## EXERCISE DIRECTIONS
Write out the passage of the article on the Worcester Art Museum's Monet exhibit, starting with "Worcester Art Museum exhibit to explore Monet's" and going on through "Worcester Art Museum.".

## SELECTED PASSAGE
Worcester Art Museum Exhibit to Explore Monet’s Waterloo Bridge Painting

Tuesday, December 18, 2018
GoLocalWorcester Lifestyle Team

Worcester Art Museum exhibit to explore Monet's Waterloo Bridge painting
The Worcester Art Museum announced the opening of a new exhibit studying Claude Monet’s Waterloo Bridge paintings.

“The Worcester Art Museum has always had a hunger for the new, as is reflected in the fact that the Museum purchased its Waterloo Bridge painting in 1910, just a few years after Monet finished it. We are excited to be able to present our great painting in an exhibition that engages viewers in appreciating Monet’s skill at capturing a sense of atmosphere, while also sharing new insights into his technique,” said Matthias Waschek, C. Jean and Myles McDonough Director of the Worcester Art Museum.

The exhibit is on display from January 25 through April 28.

About the Exhibit

The exhibition will examine how these ephemeral elements impacted his painting process, from his choice of palette to his brushstrokes.

## THE DATA
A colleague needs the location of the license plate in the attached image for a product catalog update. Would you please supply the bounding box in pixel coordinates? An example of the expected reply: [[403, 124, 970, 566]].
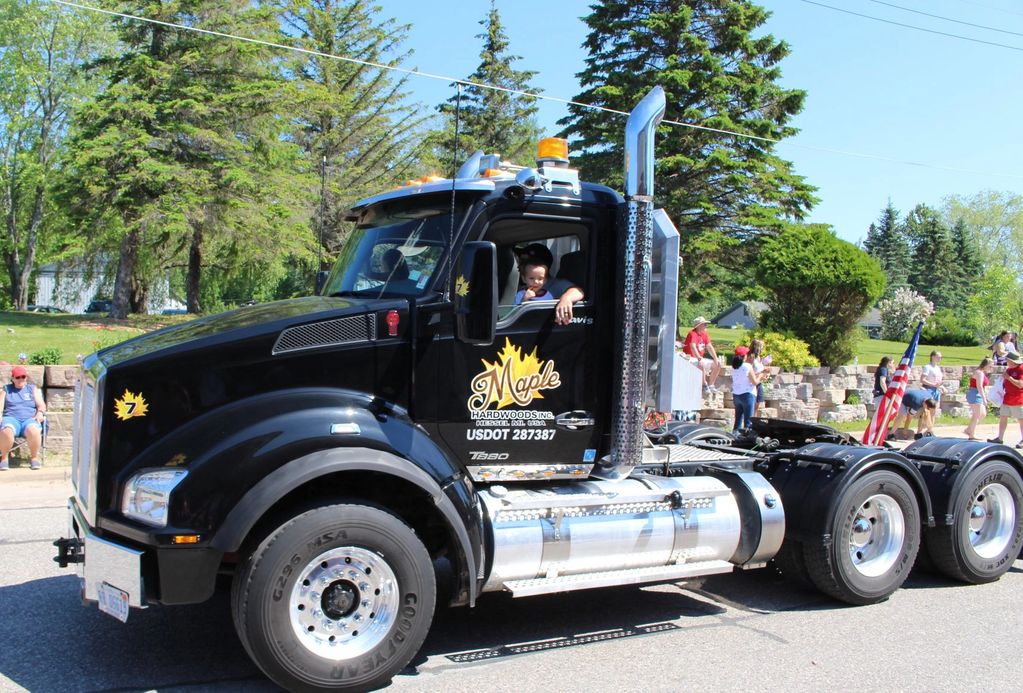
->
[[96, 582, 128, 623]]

--

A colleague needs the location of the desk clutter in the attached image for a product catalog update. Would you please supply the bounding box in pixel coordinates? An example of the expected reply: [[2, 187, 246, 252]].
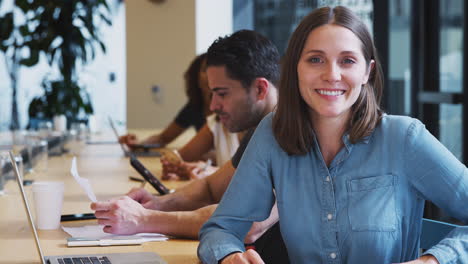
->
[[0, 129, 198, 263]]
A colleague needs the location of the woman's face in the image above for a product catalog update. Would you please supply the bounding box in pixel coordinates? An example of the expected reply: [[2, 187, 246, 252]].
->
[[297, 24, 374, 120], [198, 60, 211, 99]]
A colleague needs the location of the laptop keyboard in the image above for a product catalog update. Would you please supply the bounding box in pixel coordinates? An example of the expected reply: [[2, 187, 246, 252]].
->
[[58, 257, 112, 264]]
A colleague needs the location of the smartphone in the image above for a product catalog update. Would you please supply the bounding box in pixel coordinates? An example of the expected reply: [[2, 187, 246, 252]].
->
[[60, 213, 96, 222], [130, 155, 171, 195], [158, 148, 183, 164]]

## ANSWER TO THIS PROBLEM
Worcester Art Museum exhibit to explore Monet's Waterloo Bridge painting
The Worcester Art Museum announced the opening of a new exhibit studying Claude Monet’s Waterloo Bridge paintings.

“The Worcester Art Museum has always had a hunger for the new, as is reflected in the fact that the Museum purchased its Waterloo Bridge painting in 1910, just a few years after Monet finished it. We are excited to be able to present our great painting in an exhibition that engages viewers in appreciating Monet’s skill at capturing a sense of atmosphere, while also sharing new insights into his technique,” said Matthias Waschek, C. Jean and Myles McDonough Director of the Worcester Art Museum.